ACTION ITEM | In the records below, find the line that contains "The component shall identify every instance of the sepia" and the line that contains "The component shall identify every instance of the dark baseball". Set down exactly those lines and every line between them, and nothing more.

THE RECORDS |
Content starts

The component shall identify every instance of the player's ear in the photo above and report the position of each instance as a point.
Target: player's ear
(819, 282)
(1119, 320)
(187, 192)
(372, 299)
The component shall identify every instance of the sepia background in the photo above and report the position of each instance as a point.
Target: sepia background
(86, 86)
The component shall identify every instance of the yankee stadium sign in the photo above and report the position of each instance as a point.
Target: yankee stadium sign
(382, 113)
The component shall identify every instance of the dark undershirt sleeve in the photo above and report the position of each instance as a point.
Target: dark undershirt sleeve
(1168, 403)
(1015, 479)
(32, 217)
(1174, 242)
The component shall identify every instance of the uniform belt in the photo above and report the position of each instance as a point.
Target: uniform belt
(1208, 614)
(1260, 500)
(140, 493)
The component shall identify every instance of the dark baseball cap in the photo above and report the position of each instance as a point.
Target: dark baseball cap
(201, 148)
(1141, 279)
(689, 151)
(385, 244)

Content ends
Content starts

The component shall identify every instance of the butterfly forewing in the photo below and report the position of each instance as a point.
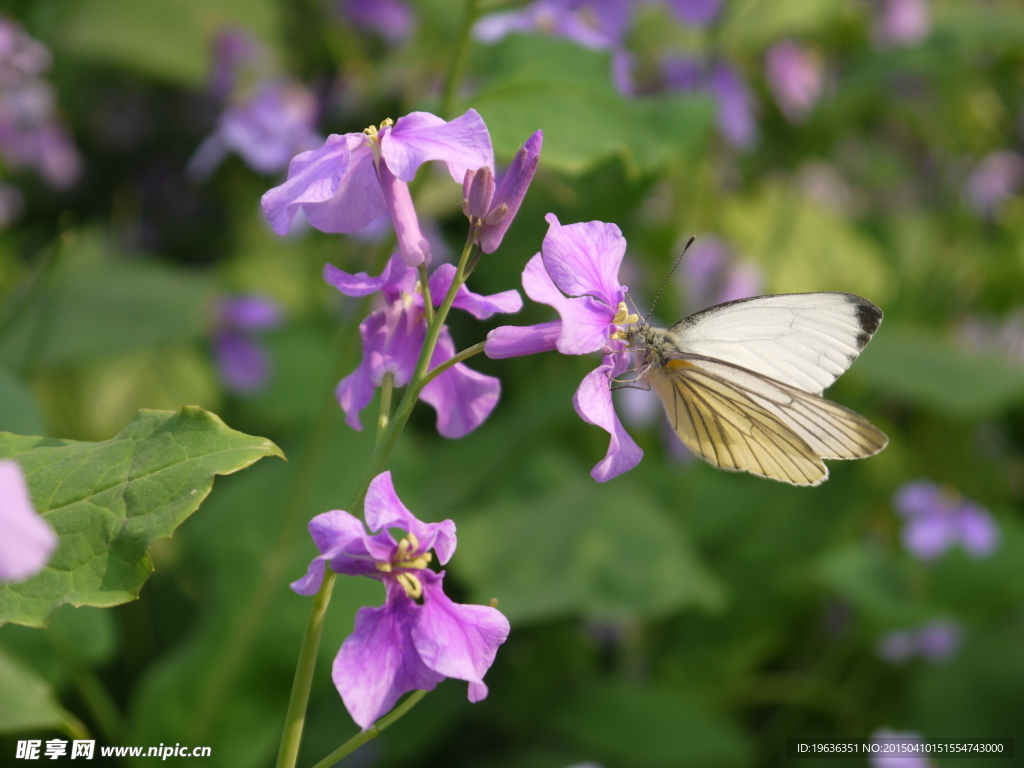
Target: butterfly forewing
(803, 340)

Content ends
Content starts

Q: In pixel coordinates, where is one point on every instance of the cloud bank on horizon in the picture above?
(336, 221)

Content ends

PROBLEM SOLUTION |
The component shall identify every instance of the sepia background in the photo above and report the position of each instance as a point.
Target: sepia background
(86, 86)
The component shall identify every instance of the yankee stadium sign in the photo above and report the position of each instance as a point.
Target: yankee stadium sign
(382, 113)
The component shall identify every instance of the dark undershirt sleeve in the photo above and report the position of each instance as a point.
Target: dark undershirt sleeve
(1168, 403)
(1015, 479)
(32, 217)
(1174, 242)
The component shall identify every instance of the uniform belt in the photo above and report the position of each instance as a point.
Target: uniform belt
(1208, 614)
(1260, 500)
(140, 493)
The component shall identify every instance of the dark baseball cap in the photo above and report the position of each instance as a point.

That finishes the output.